▶ **Parts of the exercise**:
• a. Answer these questions from the tree-removal thread, one line each:
(i) About how thick was the birch where the block was set?
(ii) What tool were the contractors using to lift the tree while the crew winched?
(iii) What did the stump do after the butt slid off?
• b. For each statement, say yes or no to whether it agrees with the tree-removal thread, and quote the words that decide it:
(i) The crew had two GRCS units lifting the fir.
(ii) The last 25 feet that were lowered probably weighed 3500 lb or more.
(iii) The tree did more damage when it slapped down onto the house.

▶ **Document excerpt**:

/---

A few from the Medina job, a 30 inch dbh fir resting on a steep roofed very high dollar house. Again, zero crane access. So we installed a boatload of rigging--we used a small birch and a larger horse chestnut as gin pole trees, at less than optimal angles. We guyed back the birch, which was only about 8 inches in diameter where we had the block set, to a tulip tree, and to a cedar 200 feet away (with my new 1/2 inch spectra full static line, 24k tensile) Installed the GRCS on the chesnut, ran it through a block, put a 9/16th double braid full static line on it, and a 3/4 Stable Braid in the birch, run through a Hobbs. (The Storm Troopers guys had forgotten to get their other GRCS from another truck, and mine was still being used by Four Seasons Tree Care who own half of it.)We installed a double block in the birch, with a lowering line and the lifting line in it, and another in the chestnut, set with a retreivable false crotch. These last two lines were to be tied to the fir closer to the roof than the main support lines were set. But we didn't need them as we were able to get the entire tree off the roof by cutting it off the stump. But we had nowhere near enough lift with one GRCS. The insurance work contractors had built an elaborate trapezoidal shaped support structure that could be slid down the trunk as we gained lift, which they were assisting greatly with as they'd installed a 6x8 post on a stable platform and were lifting the tree up with a 20 ton jack as we winched. We had to let off on the jack several times and add more 6x8 under it as its lift was only 8 inches, and the tree was bent, so it took a lot of lift to get it free. Turn out the sliding support structure probably did little good. Anyhow, after we got it clear, we remvoed the jack support, and cut the tree off the stump. Due to the imperfect line angles of the two support lines, as the tree dropped down, it slid back a few feet which lost some of the lift and it slapped down onto the house, but did no further damage. We then continued to cut weight off the bottom, till it was vertical, then lowered the last 25 feet, which probably still weighed 3500 lb or more.

























Matt and Aaron


----------



## rbtree (Dec 24, 2006)

Jacking it off, oops, up and off the house.....:deadhorse: 




Mayo pounding wood.....not even in the morning.....




Too bad I missed the focus and forget to use the high speed motor drive here. You can see the blur as the top is shaking as it whacked the house. The butt has jiust slid off and the stump flopped right back in the hole.


----------



## hornett22 (Dec 24, 2006)

*hell,fly me out there,i'll climb 'em!*

i like the sign.you'd never see thjat in new england.someone might find it offensive!


----------



## Jim1NZ (Dec 24, 2006)

Best pics i have ever seen on this site Rb well done!


----------



## Ekka (Dec 26, 2006)

Fantastic footage, and Rb is a great photographer with a wicked camera.

\---

▶ **Provided material**:

/---

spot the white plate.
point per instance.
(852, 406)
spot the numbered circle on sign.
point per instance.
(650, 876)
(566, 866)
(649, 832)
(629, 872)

\---

▶ **Solutions to the exercise**:
• a.
(i) About 8 inches in diameter.
(ii) A 20 ton jack.
(iii) It flopped right back in the hole.

• b.
(i) No. "But we had nowhere near enough lift with one GRCS."
(ii) Yes. "then lowered the last 25 feet, which probably still weighed 3500 lb or more"
(iii) No. "it slapped down onto the house, but did no further damage"